====== LISTED RECORDS ======

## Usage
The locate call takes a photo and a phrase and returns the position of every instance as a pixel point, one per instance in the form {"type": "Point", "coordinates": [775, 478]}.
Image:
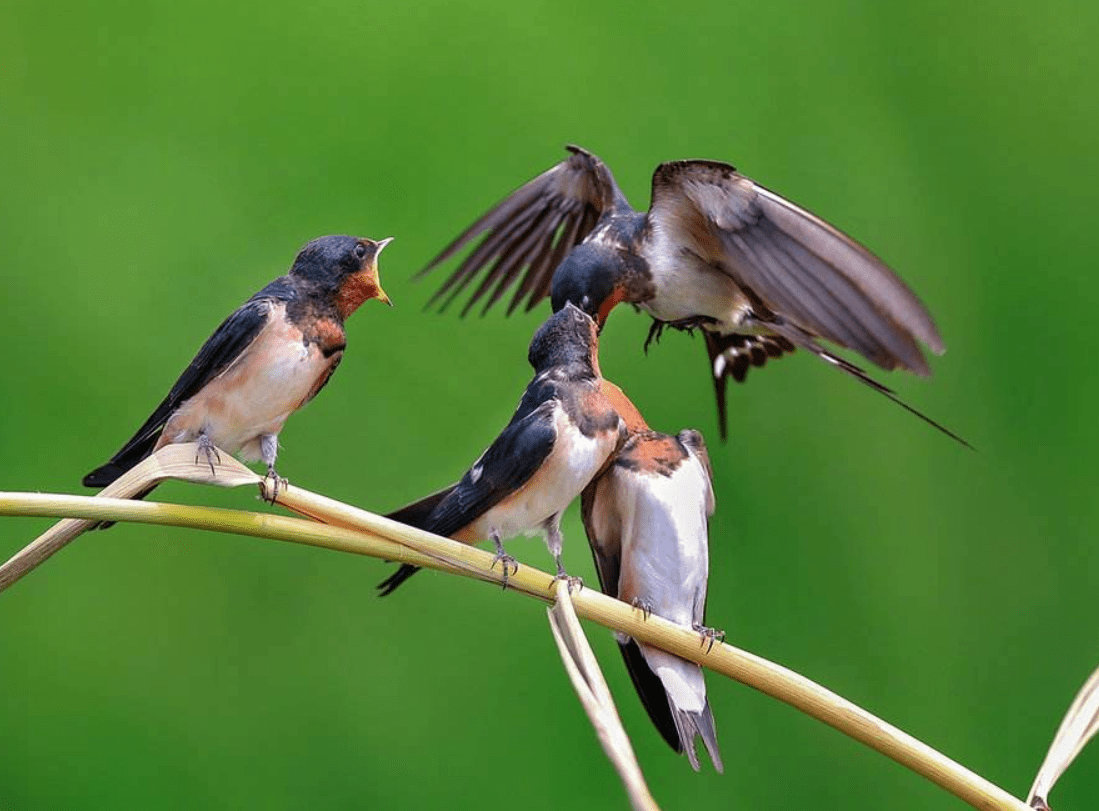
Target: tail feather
{"type": "Point", "coordinates": [690, 725]}
{"type": "Point", "coordinates": [799, 337]}
{"type": "Point", "coordinates": [414, 514]}
{"type": "Point", "coordinates": [652, 693]}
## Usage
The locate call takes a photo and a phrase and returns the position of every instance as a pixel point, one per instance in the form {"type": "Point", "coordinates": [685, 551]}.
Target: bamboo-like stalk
{"type": "Point", "coordinates": [348, 529]}
{"type": "Point", "coordinates": [590, 686]}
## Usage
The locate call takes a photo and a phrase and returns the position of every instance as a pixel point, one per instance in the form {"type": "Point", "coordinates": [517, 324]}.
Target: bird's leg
{"type": "Point", "coordinates": [710, 634]}
{"type": "Point", "coordinates": [502, 557]}
{"type": "Point", "coordinates": [554, 541]}
{"type": "Point", "coordinates": [689, 324]}
{"type": "Point", "coordinates": [207, 448]}
{"type": "Point", "coordinates": [268, 451]}
{"type": "Point", "coordinates": [644, 606]}
{"type": "Point", "coordinates": [654, 333]}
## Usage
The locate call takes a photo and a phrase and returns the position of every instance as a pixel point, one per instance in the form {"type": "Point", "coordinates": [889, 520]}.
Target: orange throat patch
{"type": "Point", "coordinates": [358, 288]}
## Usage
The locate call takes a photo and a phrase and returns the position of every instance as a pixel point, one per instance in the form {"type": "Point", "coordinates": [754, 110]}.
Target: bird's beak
{"type": "Point", "coordinates": [380, 296]}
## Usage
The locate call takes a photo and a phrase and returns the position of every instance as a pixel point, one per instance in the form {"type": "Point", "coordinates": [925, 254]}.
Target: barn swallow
{"type": "Point", "coordinates": [266, 360]}
{"type": "Point", "coordinates": [715, 252]}
{"type": "Point", "coordinates": [647, 521]}
{"type": "Point", "coordinates": [561, 436]}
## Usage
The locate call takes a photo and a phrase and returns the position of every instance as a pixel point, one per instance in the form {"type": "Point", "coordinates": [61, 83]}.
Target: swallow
{"type": "Point", "coordinates": [715, 252]}
{"type": "Point", "coordinates": [646, 517]}
{"type": "Point", "coordinates": [266, 360]}
{"type": "Point", "coordinates": [563, 433]}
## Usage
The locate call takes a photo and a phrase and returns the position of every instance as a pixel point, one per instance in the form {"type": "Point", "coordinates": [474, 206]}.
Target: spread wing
{"type": "Point", "coordinates": [226, 344]}
{"type": "Point", "coordinates": [530, 232]}
{"type": "Point", "coordinates": [789, 263]}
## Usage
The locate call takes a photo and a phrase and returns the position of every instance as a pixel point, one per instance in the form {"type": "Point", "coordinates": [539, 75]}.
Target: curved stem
{"type": "Point", "coordinates": [347, 529]}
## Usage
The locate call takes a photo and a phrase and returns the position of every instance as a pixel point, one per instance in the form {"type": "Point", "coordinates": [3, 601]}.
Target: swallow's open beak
{"type": "Point", "coordinates": [380, 296]}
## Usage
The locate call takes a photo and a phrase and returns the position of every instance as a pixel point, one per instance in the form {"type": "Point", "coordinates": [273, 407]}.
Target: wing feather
{"type": "Point", "coordinates": [796, 264]}
{"type": "Point", "coordinates": [228, 343]}
{"type": "Point", "coordinates": [528, 233]}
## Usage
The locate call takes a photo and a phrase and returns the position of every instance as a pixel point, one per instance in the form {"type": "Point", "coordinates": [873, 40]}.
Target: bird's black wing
{"type": "Point", "coordinates": [607, 553]}
{"type": "Point", "coordinates": [226, 344]}
{"type": "Point", "coordinates": [530, 232]}
{"type": "Point", "coordinates": [790, 263]}
{"type": "Point", "coordinates": [508, 464]}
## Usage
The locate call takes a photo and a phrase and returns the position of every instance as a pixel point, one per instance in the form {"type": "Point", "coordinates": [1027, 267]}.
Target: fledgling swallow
{"type": "Point", "coordinates": [561, 436]}
{"type": "Point", "coordinates": [647, 522]}
{"type": "Point", "coordinates": [715, 251]}
{"type": "Point", "coordinates": [266, 360]}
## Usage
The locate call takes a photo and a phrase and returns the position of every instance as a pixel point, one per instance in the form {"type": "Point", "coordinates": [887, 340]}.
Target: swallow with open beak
{"type": "Point", "coordinates": [561, 436]}
{"type": "Point", "coordinates": [647, 522]}
{"type": "Point", "coordinates": [756, 274]}
{"type": "Point", "coordinates": [266, 360]}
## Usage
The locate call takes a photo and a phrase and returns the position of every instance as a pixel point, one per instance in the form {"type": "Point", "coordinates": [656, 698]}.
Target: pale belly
{"type": "Point", "coordinates": [252, 398]}
{"type": "Point", "coordinates": [570, 466]}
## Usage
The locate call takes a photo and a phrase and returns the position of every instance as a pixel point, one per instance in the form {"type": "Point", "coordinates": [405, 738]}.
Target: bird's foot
{"type": "Point", "coordinates": [709, 634]}
{"type": "Point", "coordinates": [644, 606]}
{"type": "Point", "coordinates": [207, 448]}
{"type": "Point", "coordinates": [689, 324]}
{"type": "Point", "coordinates": [504, 559]}
{"type": "Point", "coordinates": [570, 581]}
{"type": "Point", "coordinates": [269, 491]}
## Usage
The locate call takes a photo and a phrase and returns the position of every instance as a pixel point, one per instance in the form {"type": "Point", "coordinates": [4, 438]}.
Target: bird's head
{"type": "Point", "coordinates": [346, 267]}
{"type": "Point", "coordinates": [589, 278]}
{"type": "Point", "coordinates": [568, 336]}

======

- **STATED PROBLEM**
Pull out every line of the items above that contains the word "swallow".

- **EXERCISE RESULT**
Target: barn swallow
Target: swallow
Target: swallow's open beak
Target: fledgling swallow
Target: swallow with open beak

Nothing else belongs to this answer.